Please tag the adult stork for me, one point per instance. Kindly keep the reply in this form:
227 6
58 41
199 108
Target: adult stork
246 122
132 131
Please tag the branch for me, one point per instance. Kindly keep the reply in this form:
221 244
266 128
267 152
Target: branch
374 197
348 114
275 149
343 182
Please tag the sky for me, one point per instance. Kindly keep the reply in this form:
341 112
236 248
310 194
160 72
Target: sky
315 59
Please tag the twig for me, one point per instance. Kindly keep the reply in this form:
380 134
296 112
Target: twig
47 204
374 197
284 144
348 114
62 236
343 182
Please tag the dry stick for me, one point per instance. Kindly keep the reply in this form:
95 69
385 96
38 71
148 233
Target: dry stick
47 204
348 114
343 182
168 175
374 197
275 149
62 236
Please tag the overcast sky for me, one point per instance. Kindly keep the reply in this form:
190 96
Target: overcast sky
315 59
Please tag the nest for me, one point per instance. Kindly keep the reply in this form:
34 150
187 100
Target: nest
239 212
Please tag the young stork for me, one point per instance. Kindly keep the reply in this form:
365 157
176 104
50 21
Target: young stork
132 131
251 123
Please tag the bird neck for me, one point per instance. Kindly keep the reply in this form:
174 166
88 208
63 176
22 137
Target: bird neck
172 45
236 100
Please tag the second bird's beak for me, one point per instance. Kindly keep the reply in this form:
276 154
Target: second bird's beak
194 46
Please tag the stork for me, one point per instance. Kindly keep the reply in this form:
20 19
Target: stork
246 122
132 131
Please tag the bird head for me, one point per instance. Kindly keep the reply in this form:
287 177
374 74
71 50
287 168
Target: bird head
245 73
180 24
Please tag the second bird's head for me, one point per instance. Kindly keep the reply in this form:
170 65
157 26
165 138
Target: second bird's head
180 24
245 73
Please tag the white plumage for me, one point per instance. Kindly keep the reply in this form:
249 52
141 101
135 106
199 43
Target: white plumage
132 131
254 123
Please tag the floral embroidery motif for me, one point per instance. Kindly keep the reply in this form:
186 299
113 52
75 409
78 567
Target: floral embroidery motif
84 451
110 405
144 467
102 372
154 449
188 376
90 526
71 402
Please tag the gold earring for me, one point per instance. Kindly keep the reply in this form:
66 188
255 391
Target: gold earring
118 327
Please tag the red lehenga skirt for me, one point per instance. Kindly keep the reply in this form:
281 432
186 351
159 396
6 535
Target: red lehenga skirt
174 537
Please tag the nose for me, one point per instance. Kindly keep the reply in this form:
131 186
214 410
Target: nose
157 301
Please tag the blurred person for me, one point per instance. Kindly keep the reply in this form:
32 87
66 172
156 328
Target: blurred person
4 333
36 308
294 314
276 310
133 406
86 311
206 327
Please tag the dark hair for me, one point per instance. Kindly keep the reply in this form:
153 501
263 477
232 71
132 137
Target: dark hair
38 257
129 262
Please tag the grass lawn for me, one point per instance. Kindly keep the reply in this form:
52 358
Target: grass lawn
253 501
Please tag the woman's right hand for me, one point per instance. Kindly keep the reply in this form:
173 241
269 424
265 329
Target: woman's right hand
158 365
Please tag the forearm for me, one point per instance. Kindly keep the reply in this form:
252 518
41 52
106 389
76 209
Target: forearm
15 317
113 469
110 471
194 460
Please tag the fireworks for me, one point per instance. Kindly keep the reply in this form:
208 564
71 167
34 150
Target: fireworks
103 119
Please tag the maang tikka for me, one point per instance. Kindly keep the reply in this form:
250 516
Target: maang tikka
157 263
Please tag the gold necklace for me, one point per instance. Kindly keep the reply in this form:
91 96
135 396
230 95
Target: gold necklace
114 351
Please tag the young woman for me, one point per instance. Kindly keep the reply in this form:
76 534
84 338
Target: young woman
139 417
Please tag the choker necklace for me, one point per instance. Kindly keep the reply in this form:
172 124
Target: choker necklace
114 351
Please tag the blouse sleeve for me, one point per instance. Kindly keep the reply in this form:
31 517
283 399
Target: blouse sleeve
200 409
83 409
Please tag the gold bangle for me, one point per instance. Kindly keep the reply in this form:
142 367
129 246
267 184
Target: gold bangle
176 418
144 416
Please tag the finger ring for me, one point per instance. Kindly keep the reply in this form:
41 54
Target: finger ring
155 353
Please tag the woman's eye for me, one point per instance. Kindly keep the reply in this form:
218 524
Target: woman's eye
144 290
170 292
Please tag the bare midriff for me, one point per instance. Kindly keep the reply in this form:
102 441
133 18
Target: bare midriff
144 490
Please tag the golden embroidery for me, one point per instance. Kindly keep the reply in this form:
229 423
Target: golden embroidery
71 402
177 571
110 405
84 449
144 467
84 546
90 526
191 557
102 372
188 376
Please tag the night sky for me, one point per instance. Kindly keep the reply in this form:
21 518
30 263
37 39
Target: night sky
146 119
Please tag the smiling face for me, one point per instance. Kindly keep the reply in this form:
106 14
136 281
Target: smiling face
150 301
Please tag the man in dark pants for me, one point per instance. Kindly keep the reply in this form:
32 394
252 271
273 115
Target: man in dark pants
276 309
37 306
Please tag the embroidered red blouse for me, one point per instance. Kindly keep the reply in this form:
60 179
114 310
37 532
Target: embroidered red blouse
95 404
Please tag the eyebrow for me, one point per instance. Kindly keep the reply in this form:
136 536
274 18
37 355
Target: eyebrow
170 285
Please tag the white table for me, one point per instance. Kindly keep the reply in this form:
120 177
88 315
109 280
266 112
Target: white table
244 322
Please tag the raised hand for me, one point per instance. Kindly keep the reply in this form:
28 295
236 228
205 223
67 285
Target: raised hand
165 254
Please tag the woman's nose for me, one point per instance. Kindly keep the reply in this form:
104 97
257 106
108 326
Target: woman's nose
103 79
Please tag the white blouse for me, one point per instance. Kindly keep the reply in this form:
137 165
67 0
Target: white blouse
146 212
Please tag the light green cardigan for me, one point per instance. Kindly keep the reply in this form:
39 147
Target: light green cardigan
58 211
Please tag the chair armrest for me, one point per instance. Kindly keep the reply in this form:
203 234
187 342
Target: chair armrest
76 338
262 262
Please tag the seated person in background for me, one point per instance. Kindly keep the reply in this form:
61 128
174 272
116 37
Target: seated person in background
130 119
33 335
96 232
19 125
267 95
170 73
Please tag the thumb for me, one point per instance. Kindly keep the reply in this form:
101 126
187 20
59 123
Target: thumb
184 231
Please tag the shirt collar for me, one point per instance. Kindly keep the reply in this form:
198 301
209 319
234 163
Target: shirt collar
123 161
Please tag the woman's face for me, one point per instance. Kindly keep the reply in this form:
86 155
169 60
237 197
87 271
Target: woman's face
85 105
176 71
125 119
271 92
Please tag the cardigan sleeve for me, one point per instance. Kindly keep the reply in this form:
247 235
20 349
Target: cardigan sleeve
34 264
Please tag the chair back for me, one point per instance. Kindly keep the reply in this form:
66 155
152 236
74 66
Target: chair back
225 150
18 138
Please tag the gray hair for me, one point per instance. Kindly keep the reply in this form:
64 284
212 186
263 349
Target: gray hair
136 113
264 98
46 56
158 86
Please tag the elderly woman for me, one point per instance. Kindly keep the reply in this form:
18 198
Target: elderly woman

-----

**Problem requirements**
Copy out every line of the records above without changing anything.

**Response**
Please tag the adult stork for me, one point per instance. Kindly keep the reply in this form:
227 6
58 41
199 108
Target: adult stork
246 122
132 131
Please tag the branch for me, one point per instance. Kindly keep the reply in this form:
221 244
266 128
267 152
Target: branch
374 197
348 114
275 149
343 182
Please tag the sky for me, one point per instance. Kindly keep the reply in this form:
341 112
236 248
310 194
160 72
Target: sky
315 59
Please tag the twig for me, one point per instance. Kindly keep the reply in this form:
380 134
296 112
Target: twig
47 204
374 197
284 144
348 114
62 236
343 182
Please tag the dry stick for me, one point per instance. Kindly keep the reply in this form:
95 69
385 96
38 71
148 233
Target: dry stick
47 204
348 114
343 182
168 175
374 197
275 149
62 236
Please tag the overcast sky for me, one point per instance. Kindly keep the reply in this form:
190 96
Target: overcast sky
315 59
Please tag the nest for me, one point per instance. Kindly keep the reply in this form:
34 150
187 100
Target: nest
239 212
Please tag the young stork for me, one point per instance. Kindly keep the reply in this form:
365 157
176 104
50 21
Target: young stork
132 131
251 123
Please tag the bird neck for me, one point per instance. Kindly keep the reply in this form:
174 166
88 208
63 176
22 137
Target: bird neck
172 45
236 100
Please tag the second bird's beak for me, one point per instance. Kindly keep the reply in this form:
276 154
Target: second bird's beak
194 46
Please tag the stork for me, one point per instance. Kindly keep the reply in this form:
20 19
Target: stork
246 122
132 131
Please tag the bird head for me, one point per instance. Kindly keep the reply in this form:
287 177
374 74
71 50
287 168
Target: bird head
245 73
180 24
Please tag the second bird's head for me, one point per instance. Kindly keep the reply in this form:
170 65
157 26
165 138
Target: second bird's head
180 24
245 73
Please tag the white plumage for me, one point per instance. Kindly keep the reply in this form:
249 52
141 101
135 106
199 43
Target: white plumage
132 131
254 123
Please tag the floral embroidery motif for me, one point per instance. Kindly keep the reply in this form:
186 299
113 52
75 409
78 567
Target: floral embroidery motif
84 451
110 405
144 467
102 372
154 449
188 376
90 526
71 402
Please tag the gold earring for me, one point per instance. Kindly keep the reply in this form:
66 188
255 391
Target: gold earring
118 327
Please tag the red lehenga skirt for me, one point per instance. Kindly keep the reply in this form:
281 432
186 351
159 396
6 535
Target: red lehenga skirt
174 537
Please tag the nose for me, one point per instance. Kindly keep the reply in this form:
131 186
214 410
Target: nose
157 301
Please tag the blurred person for me, one point per instance. Kindly keep the reply in this form:
32 87
66 172
156 328
Target: blurred person
4 333
36 308
294 314
276 310
133 406
86 311
206 327
Please tag the dark hair for me, one point per instance. Kindly keep the reply in this form:
153 501
263 477
232 71
132 137
Target: dark hair
38 257
129 262
Please tag the grass lawn for me, one point per instance. Kindly keep the reply in this form:
52 358
Target: grass lawn
253 501
Please tag the woman's right hand for me, one point per instance. Kindly keep the reply in this form:
173 241
269 424
265 329
Target: woman's right hand
158 365
Please tag the forearm for me, one point per instance. Kindly keep the reply in this form:
252 518
41 52
106 389
76 209
Target: forearm
15 317
113 469
110 471
194 460
Please tag the fireworks for me, one point per instance. Kindly keep the reply in this form:
208 564
71 167
34 150
Target: fireworks
103 119
Please tag the maang tikka for me, one point per instance. Kindly keep the reply in this form:
250 516
Target: maang tikka
157 263
Please tag the gold necklace for me, one point per instance. Kindly keep the reply in this form:
91 96
135 396
230 95
Target: gold necklace
114 351
Please tag the young woman for me, one point per instance. Kindly keep the reply in this form:
76 534
84 338
Target: young woman
139 417
Please tag the choker necklace for me, one point per instance. Kindly keep the reply in this form:
172 124
Target: choker necklace
114 351
Please tag the blouse sleeve for me, one point per instance. Kindly keep the reply in this form:
31 517
283 399
Target: blouse sleeve
200 409
83 409
Please tag the gold bangle for me, one point per instance. Kindly keep the reply in this form:
142 367
129 246
267 184
Target: gold bangle
176 418
144 416
Please tag the finger ring for me, one point per instance. Kindly keep the reply in this form:
41 54
Target: finger ring
155 353
Please tag the woman's eye for me, one point per instance. Kindly keep the reply in this form:
218 524
Target: woman's eye
144 290
170 292
Please tag the bare midriff for me, one point per instance. Kindly keep the reply in this form:
102 441
133 18
Target: bare midriff
144 490
Please tag the golden embroidery for me, one point per instance. Kindly keep the reply in this form:
229 423
Target: golden embroidery
71 402
177 571
110 405
84 449
144 467
84 546
90 526
191 557
102 372
188 376
Please tag the night sky for me, one point per instance. Kindly keep the reply in this form:
21 518
30 263
37 39
Target: night sky
146 119
Please tag the smiling face for me, one point per instance. Kindly keep the reply in this form:
106 14
136 281
Target: smiling face
150 301
Please tag the man in dark pants for me, one point per instance. Kindly keep the reply in this form:
32 394
252 271
273 115
Target: man in dark pants
276 309
37 306
Please tag the embroidered red blouse for me, one point per instance. Kindly keep the reply in this form:
60 179
114 310
37 532
Target: embroidered red blouse
95 404
Please tag the eyebrow for me, one point per instance. Kindly keep the reply in this form:
136 536
274 18
37 355
Target: eyebrow
170 285
Please tag the white table for me, one point per instance. Kindly keep the reply in this form:
120 177
88 315
109 280
266 112
Target: white table
244 322
Please tag the raised hand for me, one point per instance. Kindly keep the reply in this form:
28 295
236 228
205 223
67 285
Target: raised hand
165 254
Please tag the woman's nose for me, one point per instance. Kindly keep the reply in this form:
104 97
257 106
108 326
Target: woman's nose
103 79
Please tag the white blouse for me, one point per instance. Kindly keep the reply in this form:
137 165
67 0
Target: white blouse
146 212
Please tag the light green cardigan for me, one point per instance. Kindly keep the reply in this form:
39 147
Target: light green cardigan
58 211
Please tag the chair armrest for me, one point per instance. Kindly keep the reply in this form:
203 234
187 342
Target: chair armrest
76 338
262 262
Please tag the seated person in background for me, one point per instance. Kindly keep the reply in this form:
61 128
174 272
116 37
Target: seated person in background
130 119
33 335
96 232
19 125
267 95
170 73
Please tag the thumb for me, one point per instance. Kindly keep the reply in this form:
101 126
187 20
59 123
Target: thumb
184 231
Please tag the shirt collar for me, one point per instance. Kindly keep the reply in this form:
198 301
209 319
234 163
Target: shirt collar
123 161
Please tag the woman's face for me, one point per instance. Kindly keep the reply in this form:
86 155
169 60
237 197
87 271
Target: woman's face
85 105
176 71
125 119
271 92
Please tag the cardigan sleeve for me, one point per instance. Kindly keep the reply in this form:
247 235
20 349
Target: cardigan sleeve
34 264
Please tag the chair back for me, one point per instance. Kindly keep the reply in this form:
66 155
152 236
74 66
Target: chair back
225 150
18 138
Please tag the gray hair for me, one point per instance. Kindly keep the reply in this form:
64 284
212 186
263 349
Target: gray hair
136 113
264 98
46 56
158 86
Please tag the elderly woman for me, one point per instance. Kindly keep the reply in this form:
18 198
Target: elderly woman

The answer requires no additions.